◆ TASK DETAILS:
Omitting all images, transcribe the entries word for word.

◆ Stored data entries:
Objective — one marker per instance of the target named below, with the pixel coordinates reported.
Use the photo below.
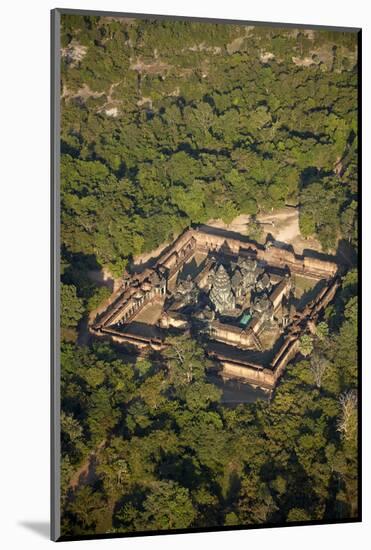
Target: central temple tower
(221, 294)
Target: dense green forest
(165, 124)
(170, 455)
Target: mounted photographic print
(204, 274)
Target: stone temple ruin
(248, 303)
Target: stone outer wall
(170, 263)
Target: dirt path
(282, 224)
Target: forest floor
(86, 474)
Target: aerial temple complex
(248, 303)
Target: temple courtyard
(247, 303)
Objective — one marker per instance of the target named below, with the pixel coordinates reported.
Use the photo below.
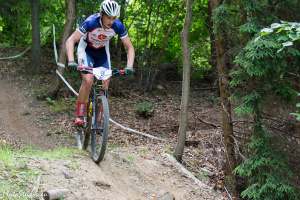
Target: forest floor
(38, 150)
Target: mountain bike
(95, 130)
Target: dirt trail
(131, 172)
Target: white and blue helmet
(110, 8)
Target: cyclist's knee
(87, 80)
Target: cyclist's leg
(84, 91)
(103, 60)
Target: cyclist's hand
(116, 72)
(73, 65)
(129, 71)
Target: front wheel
(100, 128)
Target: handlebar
(114, 72)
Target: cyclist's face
(107, 21)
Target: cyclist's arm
(130, 51)
(70, 43)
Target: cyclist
(93, 36)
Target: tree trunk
(213, 60)
(36, 43)
(71, 16)
(223, 66)
(185, 84)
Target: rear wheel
(84, 133)
(100, 128)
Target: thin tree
(185, 83)
(68, 27)
(36, 41)
(223, 67)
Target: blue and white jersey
(96, 36)
(93, 48)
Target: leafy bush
(144, 109)
(264, 68)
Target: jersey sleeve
(120, 29)
(84, 27)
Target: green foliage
(266, 170)
(297, 114)
(264, 67)
(144, 109)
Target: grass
(17, 178)
(61, 105)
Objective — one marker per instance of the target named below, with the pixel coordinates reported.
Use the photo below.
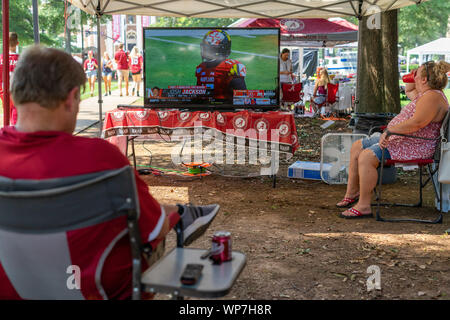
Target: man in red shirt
(122, 61)
(43, 144)
(13, 58)
(216, 71)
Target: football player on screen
(216, 71)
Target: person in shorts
(122, 60)
(107, 67)
(136, 62)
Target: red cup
(409, 78)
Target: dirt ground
(296, 245)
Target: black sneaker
(195, 220)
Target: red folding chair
(421, 163)
(292, 93)
(332, 98)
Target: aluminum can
(221, 247)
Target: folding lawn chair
(36, 217)
(326, 107)
(292, 93)
(421, 163)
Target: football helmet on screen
(216, 45)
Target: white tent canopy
(241, 8)
(437, 47)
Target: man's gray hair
(45, 76)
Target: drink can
(409, 78)
(221, 247)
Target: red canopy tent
(306, 32)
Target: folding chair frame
(422, 184)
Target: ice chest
(308, 170)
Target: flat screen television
(211, 68)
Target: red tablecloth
(271, 126)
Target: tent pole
(36, 22)
(99, 75)
(6, 98)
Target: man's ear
(72, 98)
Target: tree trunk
(370, 83)
(390, 62)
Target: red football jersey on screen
(220, 76)
(136, 63)
(89, 65)
(13, 58)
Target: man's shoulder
(201, 67)
(233, 67)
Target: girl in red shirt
(136, 62)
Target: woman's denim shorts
(372, 144)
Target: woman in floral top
(422, 117)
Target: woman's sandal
(356, 214)
(347, 202)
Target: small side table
(216, 280)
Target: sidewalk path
(88, 114)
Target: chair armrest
(388, 133)
(376, 129)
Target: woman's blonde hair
(437, 74)
(324, 78)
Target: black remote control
(191, 274)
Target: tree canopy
(419, 24)
(193, 22)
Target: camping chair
(421, 163)
(36, 215)
(292, 93)
(326, 107)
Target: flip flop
(349, 201)
(357, 214)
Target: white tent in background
(437, 47)
(233, 9)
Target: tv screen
(220, 68)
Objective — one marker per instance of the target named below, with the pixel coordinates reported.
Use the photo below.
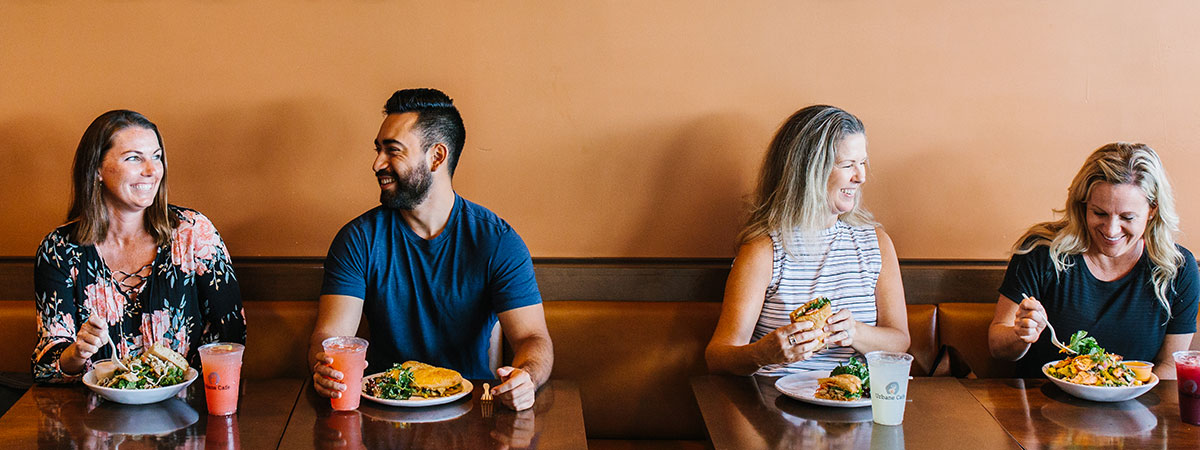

◆ EXERCISE RESULT:
Objective — one marker per instance of the target named below, with the pixel coordinates reported.
Use the photo below.
Target: central temple tower
(221, 294)
Target: dense green forest
(165, 124)
(170, 455)
Target: mounted photographic print
(204, 274)
Target: stone temple ruin
(248, 303)
Target: stone outer wall
(170, 263)
Target: dirt path
(282, 224)
Target: forest floor
(86, 474)
Target: aerial temple complex
(248, 303)
Target: temple courtyard
(247, 303)
Objective — one marker per instance of the target named below, with the pixel coordinates reported.
Use the photo below.
Target: forest floor
(38, 150)
Target: mountain bike
(95, 130)
Target: dirt trail
(131, 172)
Target: white and blue helmet
(110, 8)
Target: cyclist's knee
(87, 80)
Target: cyclist's leg
(84, 91)
(103, 60)
Target: cyclist's hand
(116, 72)
(73, 65)
(129, 71)
Target: front wheel
(100, 128)
Target: handlebar
(114, 72)
Target: cyclist's face
(107, 21)
Target: cyclist's arm
(130, 51)
(70, 43)
Target: cyclist
(93, 36)
Target: tree trunk
(213, 60)
(36, 43)
(71, 16)
(223, 66)
(185, 84)
Target: rear wheel
(84, 133)
(100, 128)
Target: thin tree
(185, 83)
(68, 27)
(36, 41)
(223, 67)
Target: blue and white jersey
(96, 36)
(93, 48)
Target: leafy bush
(144, 109)
(264, 68)
Target: jersey sleeve
(120, 29)
(84, 27)
Target: green foliage
(266, 170)
(297, 114)
(264, 67)
(144, 109)
Target: grass
(17, 178)
(61, 105)
Objective — one marker per instance of the target named below, with the pixel coordinates reported.
Use the photo below.
Target: man in red shirt
(122, 61)
(43, 144)
(13, 58)
(216, 71)
Target: football player on screen
(216, 71)
Target: person in shorts
(122, 60)
(107, 67)
(136, 62)
Target: red cup
(409, 78)
Target: dirt ground
(296, 245)
Target: black sneaker
(195, 220)
Target: red folding chair
(421, 163)
(292, 93)
(332, 98)
Target: aluminum can
(221, 247)
Target: folding lawn chair
(36, 217)
(326, 107)
(292, 93)
(421, 163)
Target: football helmet on screen
(216, 45)
Target: white tent canopy
(241, 8)
(437, 47)
Target: man's gray hair
(45, 76)
Target: drink can
(409, 78)
(221, 247)
Target: red canopy tent
(306, 32)
Target: folding chair frame
(422, 184)
Target: ice chest
(308, 170)
Target: flat screen television
(211, 68)
Target: red tablecloth
(271, 126)
Target: tent pole
(36, 22)
(99, 75)
(6, 98)
Target: man's ear
(72, 98)
Target: tree trunk
(370, 83)
(390, 62)
Target: red football jersey on screen
(220, 76)
(136, 63)
(89, 65)
(13, 58)
Target: man's shoulder
(201, 67)
(233, 67)
Target: girl in red shirt
(136, 62)
Target: woman's denim shorts
(372, 144)
Target: woman in floral top
(422, 117)
Target: woman's sandal
(356, 214)
(347, 202)
Target: small side table
(216, 280)
Target: sidewalk path
(88, 114)
Target: chair armrest
(388, 133)
(376, 129)
Target: woman's blonde hair
(437, 74)
(324, 78)
Target: black remote control
(191, 274)
Target: tree canopy
(419, 24)
(193, 22)
Target: camping chair
(421, 163)
(36, 215)
(292, 93)
(326, 107)
Target: flip flop
(349, 201)
(357, 214)
Target: white tent in background
(437, 47)
(233, 9)
Target: tv screen
(220, 68)
Objective — one marker per instance of the target named below, with the pixel coordinates reported.
Use the photo below.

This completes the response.